**Fragmento de página**
--------------------------------------------------

RECOJO EN EL ARTÍCULO DE HOY LA CARTA DEL PRESIDENTE DE ESPAÑA DE LA MILICIA DE LA INMACULADA. NOS UNIMOS ESPIRITUALMENTE A VOSOTROS EN ESTE DÍA.

Queridos mílites:

Como cada año, en la Víspera de la Asunción de la Bienaventurada Virgen María vamos a celebrar la fiesta de San Maximiliano Mª Kolbe, que en este año recae además en el 80 aniversario de su muerte martirial en el campo de exterminio de Auschwitz.

«No murió, dio la vida» es el lema de este año kolbiano que estamos viviendo. A luz de esta fiesta, vale la pena que volvamos una vez más al ideal de San Maximiliano, que le llevó a fundar nuestra Milicia de la Inmaculada, para tratar de comprender la esencia de su carisma inmaculista, que sigue siendo actual y que nos ayuda en nuestro apostolado, pero sobre todo en nuestro propio camino al Cielo, en nuestra santificación.

Así, os invito a leer en clave kolbiana uno de los últimos mensajes que escribió San Juan Pablo II: el Mensaje para la 12ª Jornada Mundial del Enfermo, en el que el Papa polaco escribió que: «El dogma de la Inmaculada Concepción nos introduce en el corazón del misterio de la creación y de la redención».

--------------------------------------------------

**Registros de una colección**

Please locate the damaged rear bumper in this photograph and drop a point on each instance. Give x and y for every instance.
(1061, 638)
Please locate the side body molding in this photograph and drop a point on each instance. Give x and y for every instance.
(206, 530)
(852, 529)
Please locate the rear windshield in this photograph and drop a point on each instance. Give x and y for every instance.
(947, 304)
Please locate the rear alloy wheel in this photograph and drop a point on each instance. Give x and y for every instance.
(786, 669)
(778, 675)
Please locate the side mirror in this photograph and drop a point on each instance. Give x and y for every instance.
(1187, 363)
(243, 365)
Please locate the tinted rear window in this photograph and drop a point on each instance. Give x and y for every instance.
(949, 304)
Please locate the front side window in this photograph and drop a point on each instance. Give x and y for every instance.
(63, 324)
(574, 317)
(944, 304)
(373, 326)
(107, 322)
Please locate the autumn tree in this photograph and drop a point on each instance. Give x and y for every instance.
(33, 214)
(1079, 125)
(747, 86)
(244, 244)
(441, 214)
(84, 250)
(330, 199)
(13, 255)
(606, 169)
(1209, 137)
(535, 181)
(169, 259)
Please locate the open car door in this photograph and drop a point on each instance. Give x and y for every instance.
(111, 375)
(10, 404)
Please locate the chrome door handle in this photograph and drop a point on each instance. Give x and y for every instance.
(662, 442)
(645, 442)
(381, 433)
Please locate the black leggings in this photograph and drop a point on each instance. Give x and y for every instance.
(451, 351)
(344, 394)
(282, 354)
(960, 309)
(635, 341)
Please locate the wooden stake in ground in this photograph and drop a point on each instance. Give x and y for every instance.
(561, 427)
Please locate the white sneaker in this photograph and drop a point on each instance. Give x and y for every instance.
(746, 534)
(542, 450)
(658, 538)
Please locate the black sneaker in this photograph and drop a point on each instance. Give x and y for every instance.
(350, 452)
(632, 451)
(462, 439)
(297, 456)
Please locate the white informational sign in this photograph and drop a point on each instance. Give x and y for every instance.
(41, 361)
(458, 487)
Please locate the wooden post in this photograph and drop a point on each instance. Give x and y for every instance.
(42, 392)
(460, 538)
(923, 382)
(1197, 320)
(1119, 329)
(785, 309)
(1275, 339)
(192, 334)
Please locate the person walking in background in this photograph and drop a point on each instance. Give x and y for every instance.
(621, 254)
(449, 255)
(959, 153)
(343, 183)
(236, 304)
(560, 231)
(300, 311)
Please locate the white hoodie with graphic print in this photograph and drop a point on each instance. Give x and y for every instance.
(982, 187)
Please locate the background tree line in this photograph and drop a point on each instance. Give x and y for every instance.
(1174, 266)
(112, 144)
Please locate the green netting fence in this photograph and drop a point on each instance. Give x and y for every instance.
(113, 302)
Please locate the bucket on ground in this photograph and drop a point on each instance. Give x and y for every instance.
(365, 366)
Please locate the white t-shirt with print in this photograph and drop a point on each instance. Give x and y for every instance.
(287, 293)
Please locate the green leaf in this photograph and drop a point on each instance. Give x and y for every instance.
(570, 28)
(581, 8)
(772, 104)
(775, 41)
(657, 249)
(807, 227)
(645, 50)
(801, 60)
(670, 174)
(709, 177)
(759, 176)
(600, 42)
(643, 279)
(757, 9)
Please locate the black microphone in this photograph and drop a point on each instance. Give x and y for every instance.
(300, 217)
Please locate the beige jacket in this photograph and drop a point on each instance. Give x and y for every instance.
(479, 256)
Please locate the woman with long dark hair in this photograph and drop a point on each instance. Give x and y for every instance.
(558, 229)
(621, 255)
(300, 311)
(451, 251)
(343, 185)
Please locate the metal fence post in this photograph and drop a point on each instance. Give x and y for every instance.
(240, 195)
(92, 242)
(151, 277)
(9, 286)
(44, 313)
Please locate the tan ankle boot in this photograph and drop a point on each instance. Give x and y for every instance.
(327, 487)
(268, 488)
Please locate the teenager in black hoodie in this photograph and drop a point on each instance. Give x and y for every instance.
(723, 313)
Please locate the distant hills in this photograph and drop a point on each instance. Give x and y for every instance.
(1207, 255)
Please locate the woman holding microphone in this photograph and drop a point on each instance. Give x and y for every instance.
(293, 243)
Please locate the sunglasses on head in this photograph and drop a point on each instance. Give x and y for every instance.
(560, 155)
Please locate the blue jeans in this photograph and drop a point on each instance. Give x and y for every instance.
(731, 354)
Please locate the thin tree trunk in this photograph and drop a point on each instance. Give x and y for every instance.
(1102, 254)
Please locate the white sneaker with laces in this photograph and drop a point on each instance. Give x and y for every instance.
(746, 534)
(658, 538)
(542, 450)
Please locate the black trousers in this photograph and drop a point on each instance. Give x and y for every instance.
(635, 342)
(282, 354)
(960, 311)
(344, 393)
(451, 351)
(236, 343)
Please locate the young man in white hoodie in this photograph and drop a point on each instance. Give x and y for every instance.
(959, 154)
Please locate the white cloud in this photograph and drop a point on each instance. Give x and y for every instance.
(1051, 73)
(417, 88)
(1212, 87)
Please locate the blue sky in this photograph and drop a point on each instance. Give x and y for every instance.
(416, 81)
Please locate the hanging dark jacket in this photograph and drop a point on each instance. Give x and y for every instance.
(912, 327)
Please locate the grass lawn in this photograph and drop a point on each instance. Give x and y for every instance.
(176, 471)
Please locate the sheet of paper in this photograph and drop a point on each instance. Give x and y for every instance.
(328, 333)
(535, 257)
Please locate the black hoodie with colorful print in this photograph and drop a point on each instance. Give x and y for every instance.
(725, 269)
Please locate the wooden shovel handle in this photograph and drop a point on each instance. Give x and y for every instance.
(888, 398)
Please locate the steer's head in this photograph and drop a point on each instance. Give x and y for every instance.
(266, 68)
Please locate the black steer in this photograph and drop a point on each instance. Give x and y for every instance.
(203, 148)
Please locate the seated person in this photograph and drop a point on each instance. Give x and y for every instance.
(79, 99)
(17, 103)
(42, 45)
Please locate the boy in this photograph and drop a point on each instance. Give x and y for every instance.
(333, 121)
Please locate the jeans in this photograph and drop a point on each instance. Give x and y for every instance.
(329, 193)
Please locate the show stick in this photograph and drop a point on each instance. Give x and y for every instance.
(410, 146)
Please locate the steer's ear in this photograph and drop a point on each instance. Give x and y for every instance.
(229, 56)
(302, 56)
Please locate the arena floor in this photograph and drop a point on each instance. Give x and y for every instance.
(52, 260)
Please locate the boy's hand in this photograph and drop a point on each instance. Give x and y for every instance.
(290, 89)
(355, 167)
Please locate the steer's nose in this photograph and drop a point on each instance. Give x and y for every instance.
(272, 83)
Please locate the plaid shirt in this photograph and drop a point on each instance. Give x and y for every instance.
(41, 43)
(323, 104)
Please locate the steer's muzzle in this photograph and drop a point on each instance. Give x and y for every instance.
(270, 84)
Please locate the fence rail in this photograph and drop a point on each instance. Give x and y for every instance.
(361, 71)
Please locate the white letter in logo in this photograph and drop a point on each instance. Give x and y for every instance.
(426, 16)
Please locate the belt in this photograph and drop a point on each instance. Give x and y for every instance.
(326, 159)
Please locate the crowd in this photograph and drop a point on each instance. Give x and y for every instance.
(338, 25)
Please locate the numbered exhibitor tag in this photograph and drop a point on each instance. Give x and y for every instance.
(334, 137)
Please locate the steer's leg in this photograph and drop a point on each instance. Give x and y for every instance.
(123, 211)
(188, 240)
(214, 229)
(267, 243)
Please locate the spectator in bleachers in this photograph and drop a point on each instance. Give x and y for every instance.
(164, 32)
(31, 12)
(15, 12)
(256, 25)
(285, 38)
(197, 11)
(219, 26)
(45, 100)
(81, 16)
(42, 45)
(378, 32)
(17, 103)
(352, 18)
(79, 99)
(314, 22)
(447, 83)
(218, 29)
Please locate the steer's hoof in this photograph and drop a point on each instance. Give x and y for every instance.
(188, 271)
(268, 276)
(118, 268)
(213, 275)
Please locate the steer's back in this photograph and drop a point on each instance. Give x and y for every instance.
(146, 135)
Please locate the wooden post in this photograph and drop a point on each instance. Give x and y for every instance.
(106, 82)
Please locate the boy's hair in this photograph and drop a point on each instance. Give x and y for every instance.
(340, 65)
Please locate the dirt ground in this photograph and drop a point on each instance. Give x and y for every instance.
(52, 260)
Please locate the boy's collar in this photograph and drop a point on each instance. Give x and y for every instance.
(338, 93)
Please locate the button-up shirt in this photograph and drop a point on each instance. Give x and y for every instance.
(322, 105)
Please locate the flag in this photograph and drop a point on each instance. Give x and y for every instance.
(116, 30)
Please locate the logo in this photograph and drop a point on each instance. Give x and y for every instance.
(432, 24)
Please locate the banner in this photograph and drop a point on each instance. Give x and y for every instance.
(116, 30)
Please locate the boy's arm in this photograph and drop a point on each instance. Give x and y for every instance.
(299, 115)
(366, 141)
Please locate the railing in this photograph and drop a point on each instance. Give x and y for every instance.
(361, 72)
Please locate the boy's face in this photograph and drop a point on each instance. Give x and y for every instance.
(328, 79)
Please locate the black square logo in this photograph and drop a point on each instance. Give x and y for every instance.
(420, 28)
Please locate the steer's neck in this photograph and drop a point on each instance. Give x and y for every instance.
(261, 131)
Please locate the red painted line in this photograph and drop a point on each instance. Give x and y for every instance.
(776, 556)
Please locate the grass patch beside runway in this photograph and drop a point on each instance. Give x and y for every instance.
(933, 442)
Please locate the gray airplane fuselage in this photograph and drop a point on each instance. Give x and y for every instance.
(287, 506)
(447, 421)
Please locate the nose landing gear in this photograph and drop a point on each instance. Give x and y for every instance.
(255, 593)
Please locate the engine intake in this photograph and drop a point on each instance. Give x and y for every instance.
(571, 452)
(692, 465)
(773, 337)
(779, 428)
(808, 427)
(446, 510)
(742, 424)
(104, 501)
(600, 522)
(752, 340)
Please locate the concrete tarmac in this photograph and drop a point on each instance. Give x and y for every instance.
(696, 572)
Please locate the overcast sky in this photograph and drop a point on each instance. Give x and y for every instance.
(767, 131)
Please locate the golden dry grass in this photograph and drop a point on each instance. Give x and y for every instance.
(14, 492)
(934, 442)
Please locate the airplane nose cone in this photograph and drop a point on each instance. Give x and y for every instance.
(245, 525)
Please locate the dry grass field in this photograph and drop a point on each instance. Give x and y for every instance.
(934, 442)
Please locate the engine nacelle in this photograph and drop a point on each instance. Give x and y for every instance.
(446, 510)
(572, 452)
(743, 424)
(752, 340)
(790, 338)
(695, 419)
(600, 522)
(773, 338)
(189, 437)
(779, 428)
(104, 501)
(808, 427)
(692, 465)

--------------------------------------------------

**Tarea 1**
Según la carta sobre San Maximiliano Kolbe, ¿cuál es el lema del año kolbiano?
**Tarea 2**
Retoma la carta sobre San Maximiliano Kolbe y continúala a partir de su última frase.

**Respuesta 1**
El lema es «No murió, dio la vida».

**Respuesta 2**
En ese mensaje, San Juan Pablo II explicaba, haciendo referencia a la Santísima Virgen, que:

«Su "sí", en nombre de la humanidad, volverá a abrir al mundo las puertas del Paraíso, gracias a la encarnación del Verbo de Dios en su seno por obra del Espíritu Santo (cf. Lc 1, 35). Así, el proyecto original de la creación queda restaurado y potenciado en Cristo, y en dicho proyecto encuentra lugar también ella, la Virgen Madre. Aquí está la clave de bóveda de la historia: con la Inmaculada Concepción de María comenzó la gran obra de la redención, que se actuó con la sangre preciosa de Cristo. En él, toda persona está llamada a realizarse plenamente, hasta la perfección de la santidad (cf. Col 1, 28). Por tanto, la Inmaculada Concepción es la aurora prometedora del día radiante de Cristo, quien con su muerte y resurrección restablecerá la plena armonía entre Dios y la humanidad. Si Jesús es el manantial de la vida que vence a la muerte, María es la madre solícita que sale al encuentro de las expectativas de sus hijos, obteniendo para ellos la salud del alma y del cuerpo».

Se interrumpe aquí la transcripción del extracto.